WHAT YOU NEED TO DO — Working from the line that contains "Q: Locate the tall" down to the last line below, repeat each line exactly.
START RECORD EXTRACTS
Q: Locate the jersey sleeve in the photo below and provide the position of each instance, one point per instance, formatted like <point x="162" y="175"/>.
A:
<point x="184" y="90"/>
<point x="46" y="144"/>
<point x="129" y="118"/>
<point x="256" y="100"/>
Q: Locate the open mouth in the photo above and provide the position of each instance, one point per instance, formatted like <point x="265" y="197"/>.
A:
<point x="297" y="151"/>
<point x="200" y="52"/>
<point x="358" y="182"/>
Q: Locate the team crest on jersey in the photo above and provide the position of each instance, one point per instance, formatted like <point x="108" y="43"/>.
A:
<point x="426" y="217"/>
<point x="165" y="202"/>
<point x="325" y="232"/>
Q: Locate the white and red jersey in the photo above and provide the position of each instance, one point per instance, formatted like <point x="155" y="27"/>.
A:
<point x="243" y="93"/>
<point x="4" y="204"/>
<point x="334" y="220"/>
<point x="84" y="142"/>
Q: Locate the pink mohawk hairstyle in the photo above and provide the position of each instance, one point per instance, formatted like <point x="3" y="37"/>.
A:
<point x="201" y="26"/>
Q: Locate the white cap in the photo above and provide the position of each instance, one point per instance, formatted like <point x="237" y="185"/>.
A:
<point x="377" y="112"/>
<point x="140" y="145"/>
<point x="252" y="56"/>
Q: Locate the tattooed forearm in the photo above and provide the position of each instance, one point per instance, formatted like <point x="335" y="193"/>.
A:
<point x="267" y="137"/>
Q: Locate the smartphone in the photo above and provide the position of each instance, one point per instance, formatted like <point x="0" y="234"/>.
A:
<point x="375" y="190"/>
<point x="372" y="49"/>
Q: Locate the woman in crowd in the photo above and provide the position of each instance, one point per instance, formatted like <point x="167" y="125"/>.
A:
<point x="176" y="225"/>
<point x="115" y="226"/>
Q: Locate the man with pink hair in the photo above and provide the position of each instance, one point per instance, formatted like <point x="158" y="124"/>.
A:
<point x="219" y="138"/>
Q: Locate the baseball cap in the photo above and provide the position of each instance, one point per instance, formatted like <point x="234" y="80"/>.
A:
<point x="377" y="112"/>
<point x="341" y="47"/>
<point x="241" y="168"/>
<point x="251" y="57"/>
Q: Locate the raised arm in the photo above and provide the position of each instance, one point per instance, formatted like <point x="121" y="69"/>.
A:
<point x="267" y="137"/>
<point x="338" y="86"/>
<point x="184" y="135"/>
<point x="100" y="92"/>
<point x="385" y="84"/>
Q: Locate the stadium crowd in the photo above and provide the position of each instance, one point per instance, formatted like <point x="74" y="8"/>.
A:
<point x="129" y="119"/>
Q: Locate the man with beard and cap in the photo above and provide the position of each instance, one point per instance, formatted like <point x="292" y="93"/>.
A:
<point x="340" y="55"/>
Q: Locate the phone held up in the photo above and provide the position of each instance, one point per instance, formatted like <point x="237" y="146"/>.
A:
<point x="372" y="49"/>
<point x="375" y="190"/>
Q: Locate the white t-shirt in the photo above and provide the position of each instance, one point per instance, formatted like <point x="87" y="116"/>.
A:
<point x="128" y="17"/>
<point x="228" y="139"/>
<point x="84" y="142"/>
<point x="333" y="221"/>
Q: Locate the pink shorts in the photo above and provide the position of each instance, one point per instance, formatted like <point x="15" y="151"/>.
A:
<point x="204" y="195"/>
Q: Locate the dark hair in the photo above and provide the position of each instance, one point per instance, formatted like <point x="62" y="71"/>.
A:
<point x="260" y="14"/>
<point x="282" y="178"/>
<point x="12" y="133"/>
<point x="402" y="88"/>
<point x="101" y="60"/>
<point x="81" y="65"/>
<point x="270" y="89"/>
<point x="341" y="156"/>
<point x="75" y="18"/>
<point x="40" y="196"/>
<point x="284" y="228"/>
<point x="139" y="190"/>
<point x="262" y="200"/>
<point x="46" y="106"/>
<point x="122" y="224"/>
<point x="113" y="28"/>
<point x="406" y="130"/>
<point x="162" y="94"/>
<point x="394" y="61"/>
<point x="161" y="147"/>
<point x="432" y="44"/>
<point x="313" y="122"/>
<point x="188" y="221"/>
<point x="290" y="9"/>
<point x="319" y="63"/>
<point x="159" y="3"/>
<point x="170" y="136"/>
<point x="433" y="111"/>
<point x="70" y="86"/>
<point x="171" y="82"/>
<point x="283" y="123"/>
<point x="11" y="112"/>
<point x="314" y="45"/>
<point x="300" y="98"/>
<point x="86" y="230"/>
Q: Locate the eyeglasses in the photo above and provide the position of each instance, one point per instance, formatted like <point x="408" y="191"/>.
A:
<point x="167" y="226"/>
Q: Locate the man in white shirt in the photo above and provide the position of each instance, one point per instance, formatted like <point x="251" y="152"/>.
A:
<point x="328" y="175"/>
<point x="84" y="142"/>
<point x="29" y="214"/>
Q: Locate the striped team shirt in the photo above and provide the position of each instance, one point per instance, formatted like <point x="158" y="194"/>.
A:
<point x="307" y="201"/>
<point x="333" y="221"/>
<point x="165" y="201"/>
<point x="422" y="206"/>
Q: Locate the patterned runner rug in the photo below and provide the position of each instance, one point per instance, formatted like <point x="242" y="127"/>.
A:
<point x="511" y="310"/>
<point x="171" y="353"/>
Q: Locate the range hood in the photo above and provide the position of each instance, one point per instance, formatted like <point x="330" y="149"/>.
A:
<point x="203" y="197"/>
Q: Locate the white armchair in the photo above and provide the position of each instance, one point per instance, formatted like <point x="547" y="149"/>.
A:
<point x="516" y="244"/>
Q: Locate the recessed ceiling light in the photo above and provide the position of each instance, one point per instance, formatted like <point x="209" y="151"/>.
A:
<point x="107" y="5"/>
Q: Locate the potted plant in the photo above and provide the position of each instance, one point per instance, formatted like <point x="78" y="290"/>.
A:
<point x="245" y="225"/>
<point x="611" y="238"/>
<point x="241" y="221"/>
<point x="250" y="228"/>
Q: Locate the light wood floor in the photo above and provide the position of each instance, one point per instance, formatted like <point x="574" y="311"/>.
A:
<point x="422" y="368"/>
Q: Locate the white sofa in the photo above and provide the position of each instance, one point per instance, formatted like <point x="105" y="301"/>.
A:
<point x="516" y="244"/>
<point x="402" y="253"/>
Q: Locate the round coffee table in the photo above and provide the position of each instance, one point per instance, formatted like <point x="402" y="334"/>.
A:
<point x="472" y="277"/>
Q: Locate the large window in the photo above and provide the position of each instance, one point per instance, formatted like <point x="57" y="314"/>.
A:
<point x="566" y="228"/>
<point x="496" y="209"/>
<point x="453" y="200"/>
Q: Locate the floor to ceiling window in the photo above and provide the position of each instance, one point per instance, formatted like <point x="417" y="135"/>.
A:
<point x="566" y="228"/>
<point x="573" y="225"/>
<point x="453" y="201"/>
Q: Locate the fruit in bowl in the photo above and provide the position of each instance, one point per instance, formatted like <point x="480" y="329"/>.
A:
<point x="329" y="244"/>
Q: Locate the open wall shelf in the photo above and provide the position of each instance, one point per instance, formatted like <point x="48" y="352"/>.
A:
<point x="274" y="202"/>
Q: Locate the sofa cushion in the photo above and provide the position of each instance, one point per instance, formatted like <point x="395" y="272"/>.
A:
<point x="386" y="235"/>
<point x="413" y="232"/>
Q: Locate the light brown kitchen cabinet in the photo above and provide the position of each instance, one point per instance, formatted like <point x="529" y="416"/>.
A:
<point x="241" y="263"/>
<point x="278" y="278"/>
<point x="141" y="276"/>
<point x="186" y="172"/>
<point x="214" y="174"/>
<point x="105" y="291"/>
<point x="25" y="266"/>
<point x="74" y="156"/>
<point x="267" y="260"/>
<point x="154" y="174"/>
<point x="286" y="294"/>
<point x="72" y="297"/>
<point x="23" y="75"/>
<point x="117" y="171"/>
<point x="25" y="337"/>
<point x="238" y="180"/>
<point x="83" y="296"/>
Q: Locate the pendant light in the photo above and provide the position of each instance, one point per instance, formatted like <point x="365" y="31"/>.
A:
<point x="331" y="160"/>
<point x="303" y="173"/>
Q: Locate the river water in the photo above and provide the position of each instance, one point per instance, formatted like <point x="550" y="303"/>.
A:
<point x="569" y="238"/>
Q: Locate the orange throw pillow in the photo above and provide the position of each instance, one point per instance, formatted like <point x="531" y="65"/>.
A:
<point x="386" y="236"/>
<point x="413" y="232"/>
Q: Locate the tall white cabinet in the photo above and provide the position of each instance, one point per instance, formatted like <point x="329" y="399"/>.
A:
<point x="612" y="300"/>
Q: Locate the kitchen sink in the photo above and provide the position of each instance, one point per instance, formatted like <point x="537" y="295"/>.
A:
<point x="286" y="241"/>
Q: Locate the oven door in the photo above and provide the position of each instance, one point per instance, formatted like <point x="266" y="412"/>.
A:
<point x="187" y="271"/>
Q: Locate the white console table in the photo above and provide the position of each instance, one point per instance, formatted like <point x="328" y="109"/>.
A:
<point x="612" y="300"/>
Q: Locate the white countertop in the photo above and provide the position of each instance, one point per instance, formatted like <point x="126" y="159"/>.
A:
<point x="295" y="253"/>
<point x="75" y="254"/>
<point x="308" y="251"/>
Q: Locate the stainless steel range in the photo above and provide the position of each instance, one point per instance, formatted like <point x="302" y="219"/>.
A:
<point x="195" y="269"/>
END RECORD EXTRACTS
RESPONSE TO THE EXERCISE —
Q: Locate the tall white cabinet in the photo above and provide the position of each instance, one point per instance, formatted like <point x="329" y="399"/>.
A:
<point x="612" y="300"/>
Q: Locate the kitchen sink in the photo above and provide the position of each instance, one point per instance, formatted like <point x="537" y="295"/>.
A:
<point x="286" y="241"/>
Q: Locate the oven door in the photo above and provide the position of each instance, one point per instance, formatted like <point x="266" y="412"/>.
A:
<point x="187" y="271"/>
Q: Locate the white console table in the photo above and provide the position of each instance, one point per instance, formatted like <point x="328" y="109"/>.
A:
<point x="612" y="300"/>
Q: Locate the white countertop in the photo above and provide the position of each instance, one point per instance, formatted like <point x="126" y="159"/>.
A:
<point x="295" y="253"/>
<point x="75" y="254"/>
<point x="308" y="251"/>
Q: Locate the stainless steel range in the photo above and provide the position of each instance, one point per instance, formatted like <point x="302" y="219"/>.
A:
<point x="195" y="269"/>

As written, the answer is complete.